Problem statement →
Please write out the part of the Swansea City accounts article between "No dividends were" and "in the Championship.", inclusive, copying every word and mark unchanged.

--- Document text Enclosed Below ---

Swansea City confirm latest accounts
Swansea City has reported a pre-tax profit of £2.7m for the financial year ending July 31, 2020 in its latest set of accounts, which are in the process of being filed at Companies House.
This follows a loss of £7m from the previous year (July 31, 2019) and a further loss of £3.2m from the financial year ending July 31, 2018. All figures are before taxation.
Turnover for the year was down to £50m compared to £68m for the previous year, largely due to the decrease in the club’s parachute payments as a result of relegation from the Premier League in 2018.
Broadcast revenue was £38.9m compared to £51.6m the previous year, while commercial revenue dropped to £2.6m from £3.4m. Matchday income also fell to £4.8m from £6.5m.
It is worth noting that the club, as with the rest of society, had to deal with the effects of Covid-19 and matches being played behind closed doors with no supporters from March 7, 2020. The initial three months of the pandemic will be reflected in these figures, in particular the drop in matchday revenue.
Total operating costs, including player amortisation and impairment costs of £10.7m (£29.6m in 2019) amounted to £64.5m compared to £103m the previous year.
The club employed an average of 321 members of staff - including playing staff, backroom staff and part-time matchday staff - during the year at a cost of £40.2m. This compared to 359 staff members at a cost of £48.9m the previous year – a reduction in staff costs of £8.7m.
The accounts include the sale of Oli McBurnie to Sheffield United, but not Joe Rodon to Tottenham Hotspur.
No dividends were paid to shareholders during the financial year.
“A clear profit is very pleasing,” said Swansea City chief executive Julian Winter. “Naturally, the club is still adapting to relegation from the Premier League, balancing the tricky conundrum of being competitive on the pitch and financially prudent off it.
“But an overall profit on the back of a loss the previous year shows a great deal of progress on the road to our overall business model of being financially stable. The reduction in parachute payments has, of course, been taken into consideration following a second season competing in the Championship.
“While the economic effects of the Covid-19 pandemic won’t be clear until next year’s accounts are published, the initial period when competition was suspended and the subsequent drop off in matchday revenue is reflected in this latest set of figures.
“The club’s paramount focus remains being able to be financially stable for the long-term, not just for its supporters but also for its proud community.”

--- End of Enclosed Document text ---
--- Data provided Enclosed Below ---

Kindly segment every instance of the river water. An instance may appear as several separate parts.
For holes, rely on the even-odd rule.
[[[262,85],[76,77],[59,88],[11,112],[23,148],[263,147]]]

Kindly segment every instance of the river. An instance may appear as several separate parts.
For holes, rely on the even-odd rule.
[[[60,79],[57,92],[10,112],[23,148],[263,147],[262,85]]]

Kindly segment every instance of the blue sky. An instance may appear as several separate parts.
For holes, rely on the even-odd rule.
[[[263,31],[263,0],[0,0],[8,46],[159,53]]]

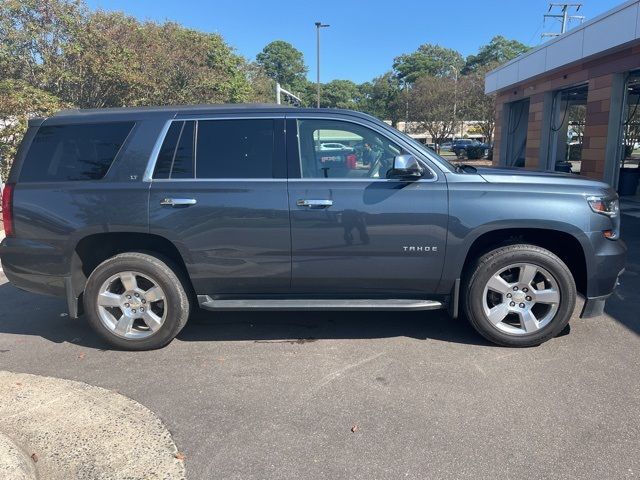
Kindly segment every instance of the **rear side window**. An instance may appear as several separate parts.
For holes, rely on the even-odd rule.
[[[274,122],[200,120],[198,178],[273,178]]]
[[[134,122],[42,126],[29,147],[20,182],[100,180]]]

--- End of Enclosed Data provided ---

Response to this exercise →
No dividends were paid to shareholders during the financial year.
“A clear profit is very pleasing,” said Swansea City chief executive Julian Winter. “Naturally, the club is still adapting to relegation from the Premier League, balancing the tricky conundrum of being competitive on the pitch and financially prudent off it.
“But an overall profit on the back of a loss the previous year shows a great deal of progress on the road to our overall business model of being financially stable. The reduction in parachute payments has, of course, been taken into consideration following a second season competing in the Championship.